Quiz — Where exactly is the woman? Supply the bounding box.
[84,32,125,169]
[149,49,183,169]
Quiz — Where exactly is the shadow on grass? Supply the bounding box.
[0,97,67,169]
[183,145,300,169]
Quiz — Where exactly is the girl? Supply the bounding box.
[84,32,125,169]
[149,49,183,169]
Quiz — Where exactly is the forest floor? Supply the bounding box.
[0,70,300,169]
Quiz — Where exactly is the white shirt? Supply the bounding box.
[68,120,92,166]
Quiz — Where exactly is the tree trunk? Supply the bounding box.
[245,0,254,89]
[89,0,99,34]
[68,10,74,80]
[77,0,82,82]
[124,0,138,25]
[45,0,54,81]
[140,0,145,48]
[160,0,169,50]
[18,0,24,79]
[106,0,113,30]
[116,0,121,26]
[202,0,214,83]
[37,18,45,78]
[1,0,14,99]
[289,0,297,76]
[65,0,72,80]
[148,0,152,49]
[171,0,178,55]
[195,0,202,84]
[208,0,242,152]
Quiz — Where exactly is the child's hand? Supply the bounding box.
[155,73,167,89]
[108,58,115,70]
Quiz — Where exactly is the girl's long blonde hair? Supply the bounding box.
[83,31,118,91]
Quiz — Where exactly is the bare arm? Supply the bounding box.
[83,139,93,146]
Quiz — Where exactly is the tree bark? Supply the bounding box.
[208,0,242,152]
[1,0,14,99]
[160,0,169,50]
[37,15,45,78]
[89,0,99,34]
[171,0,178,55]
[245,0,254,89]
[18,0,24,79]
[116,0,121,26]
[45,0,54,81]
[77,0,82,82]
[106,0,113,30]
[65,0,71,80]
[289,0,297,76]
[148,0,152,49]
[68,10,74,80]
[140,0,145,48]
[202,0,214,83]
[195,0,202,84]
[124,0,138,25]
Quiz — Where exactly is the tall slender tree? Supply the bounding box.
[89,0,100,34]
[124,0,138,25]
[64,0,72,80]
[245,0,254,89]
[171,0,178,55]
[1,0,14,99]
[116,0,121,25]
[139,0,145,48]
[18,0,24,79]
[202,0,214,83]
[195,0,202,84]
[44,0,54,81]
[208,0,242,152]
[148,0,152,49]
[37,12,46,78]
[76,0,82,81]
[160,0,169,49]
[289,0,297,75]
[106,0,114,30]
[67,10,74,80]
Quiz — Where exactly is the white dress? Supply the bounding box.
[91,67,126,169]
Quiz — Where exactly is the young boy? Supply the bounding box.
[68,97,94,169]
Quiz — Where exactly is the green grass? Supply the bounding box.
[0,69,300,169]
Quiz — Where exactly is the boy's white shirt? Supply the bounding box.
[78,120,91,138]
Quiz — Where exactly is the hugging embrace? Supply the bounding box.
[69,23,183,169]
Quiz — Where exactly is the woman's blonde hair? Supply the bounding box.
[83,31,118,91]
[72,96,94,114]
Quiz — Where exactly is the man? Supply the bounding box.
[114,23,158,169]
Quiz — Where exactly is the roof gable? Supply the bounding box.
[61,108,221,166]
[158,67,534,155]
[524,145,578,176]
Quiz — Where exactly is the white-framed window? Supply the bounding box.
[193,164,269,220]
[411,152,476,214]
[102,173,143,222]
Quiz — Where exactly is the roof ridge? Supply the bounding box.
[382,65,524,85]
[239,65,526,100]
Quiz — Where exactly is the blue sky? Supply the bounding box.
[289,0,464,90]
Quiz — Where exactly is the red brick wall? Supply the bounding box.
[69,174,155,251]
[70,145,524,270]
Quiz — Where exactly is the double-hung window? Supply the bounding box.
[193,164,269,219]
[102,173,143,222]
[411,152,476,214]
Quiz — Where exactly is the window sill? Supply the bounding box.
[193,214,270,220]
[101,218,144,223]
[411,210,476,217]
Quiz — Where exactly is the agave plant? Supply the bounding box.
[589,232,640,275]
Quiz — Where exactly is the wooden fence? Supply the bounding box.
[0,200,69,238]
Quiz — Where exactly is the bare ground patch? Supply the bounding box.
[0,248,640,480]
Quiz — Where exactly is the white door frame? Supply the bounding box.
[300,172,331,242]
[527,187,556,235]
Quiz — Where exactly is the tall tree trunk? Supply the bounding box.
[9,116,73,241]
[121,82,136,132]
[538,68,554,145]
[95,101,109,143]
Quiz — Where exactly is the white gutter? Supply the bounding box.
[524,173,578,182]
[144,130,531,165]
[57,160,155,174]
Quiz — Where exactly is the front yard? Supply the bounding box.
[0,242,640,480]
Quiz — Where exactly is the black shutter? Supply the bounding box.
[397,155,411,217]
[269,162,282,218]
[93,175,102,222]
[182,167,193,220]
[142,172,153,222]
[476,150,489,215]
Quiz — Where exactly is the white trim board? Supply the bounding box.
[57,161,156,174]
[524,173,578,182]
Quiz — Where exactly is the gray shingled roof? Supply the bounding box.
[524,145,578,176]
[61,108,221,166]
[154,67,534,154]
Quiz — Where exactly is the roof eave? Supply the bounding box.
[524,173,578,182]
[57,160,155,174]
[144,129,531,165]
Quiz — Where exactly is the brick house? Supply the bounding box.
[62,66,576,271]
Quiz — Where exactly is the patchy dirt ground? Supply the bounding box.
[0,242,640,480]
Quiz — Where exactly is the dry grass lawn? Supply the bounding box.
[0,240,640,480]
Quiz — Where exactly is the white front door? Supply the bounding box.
* * *
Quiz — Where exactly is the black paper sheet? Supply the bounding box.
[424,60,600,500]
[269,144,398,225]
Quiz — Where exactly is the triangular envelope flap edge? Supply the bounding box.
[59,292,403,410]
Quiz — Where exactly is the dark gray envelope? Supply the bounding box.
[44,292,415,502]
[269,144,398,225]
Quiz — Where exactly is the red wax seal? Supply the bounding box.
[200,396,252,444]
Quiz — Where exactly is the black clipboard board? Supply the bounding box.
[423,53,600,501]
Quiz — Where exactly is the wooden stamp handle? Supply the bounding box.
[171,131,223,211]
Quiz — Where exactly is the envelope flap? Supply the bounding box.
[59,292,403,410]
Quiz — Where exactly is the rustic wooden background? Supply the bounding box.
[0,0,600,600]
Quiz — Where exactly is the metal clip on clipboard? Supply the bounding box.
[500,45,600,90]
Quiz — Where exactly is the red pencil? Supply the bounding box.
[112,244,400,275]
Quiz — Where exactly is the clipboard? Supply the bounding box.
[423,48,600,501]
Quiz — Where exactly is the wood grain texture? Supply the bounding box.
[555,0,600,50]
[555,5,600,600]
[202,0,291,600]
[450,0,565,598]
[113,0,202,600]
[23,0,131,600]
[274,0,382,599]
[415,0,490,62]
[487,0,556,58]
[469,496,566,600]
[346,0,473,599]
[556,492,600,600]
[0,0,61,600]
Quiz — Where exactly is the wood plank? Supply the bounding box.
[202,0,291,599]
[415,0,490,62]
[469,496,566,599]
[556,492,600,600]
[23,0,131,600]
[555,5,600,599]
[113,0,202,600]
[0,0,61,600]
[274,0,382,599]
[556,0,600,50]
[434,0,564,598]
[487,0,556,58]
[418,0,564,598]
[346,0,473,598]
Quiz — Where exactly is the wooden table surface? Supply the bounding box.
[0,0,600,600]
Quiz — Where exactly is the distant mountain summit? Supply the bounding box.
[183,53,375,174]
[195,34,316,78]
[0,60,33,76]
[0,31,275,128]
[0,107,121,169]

Stated problem: Copy out every row from the one containing "Quiz — Where exactly is the woman?" down to the one containing "[183,145,300,169]", both included, with no changes.

The answer:
Quiz — Where exactly is the woman? Supply the bounding box.
[84,32,125,169]
[149,49,183,169]
Quiz — Where exactly is the shadow on grass? Supply the bounding box.
[0,97,67,169]
[183,145,300,169]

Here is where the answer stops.